## [PAGE EXTRACT]
□ □ □

Preparing Piranha: Four Delicious Recipes for Adventuresome Eating

Prepare your freshly-caught Piranha native style, with these Brazilian recipes. Cachama, a Piranha-related farm-raised species, is often used where Piranha are not locally available. Cachama (in Colombia) and Tambaqui or Pacu (in Brazil) which also originate in the Amazon and Orinoco River basins can likewise be used. Two Cachama species cultivated commercially in Central and South America are the white one (Piaractus brachypomus) and the black one (Colossoma macropomum). If one of these is not available where you live, any firm white-fleshed fish or fillets will amply suffice. Here are four delicious ways to prepare your Piranha:

Piranha in Tomato Sauce


Piranha, whole, cleaned and scaled

4 firm, ripe tomatoes

1 finely chopped medium-sized onion

2 tablespoons of finely chopped fresh parsley

half a cup of water

2 tablespoons of margarine

salt and pepper to taste


Peel and cut tomato into small cubes. Put half the tomatoes and onion into a large frying pan, place the cleaned Piranha on top then cover it with the rest of the tomato, onion and parsley. Add the salt and pepper.

□ □ □

## [ENTRIES PROVIDED]
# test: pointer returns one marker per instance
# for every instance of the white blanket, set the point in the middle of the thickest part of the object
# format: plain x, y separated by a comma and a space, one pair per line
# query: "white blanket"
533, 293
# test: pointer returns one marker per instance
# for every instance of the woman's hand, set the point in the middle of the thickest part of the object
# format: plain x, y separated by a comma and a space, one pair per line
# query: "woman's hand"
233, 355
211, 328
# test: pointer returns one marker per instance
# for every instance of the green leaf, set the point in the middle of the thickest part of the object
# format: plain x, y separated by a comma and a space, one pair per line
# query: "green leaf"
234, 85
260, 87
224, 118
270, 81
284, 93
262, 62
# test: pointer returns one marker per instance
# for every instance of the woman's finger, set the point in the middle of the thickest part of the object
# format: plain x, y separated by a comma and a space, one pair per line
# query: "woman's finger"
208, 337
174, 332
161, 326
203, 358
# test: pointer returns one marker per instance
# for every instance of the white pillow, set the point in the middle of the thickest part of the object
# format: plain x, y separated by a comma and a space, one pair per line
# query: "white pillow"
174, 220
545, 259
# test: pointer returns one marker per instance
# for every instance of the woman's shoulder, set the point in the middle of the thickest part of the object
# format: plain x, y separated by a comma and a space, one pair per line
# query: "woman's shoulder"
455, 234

□ □ □

## [WHAT YOU HAVE TO DO]
Copy the passage in the piranha recipe text from "salt and pepper to" up to and including "salt and pepper.".

## [RESPONSE]
salt and pepper to taste


Peel and cut tomato into small cubes. Put half the tomatoes and onion into a large frying pan, place the cleaned Piranha on top then cover it with the rest of the tomato, onion and parsley. Add the salt and pepper.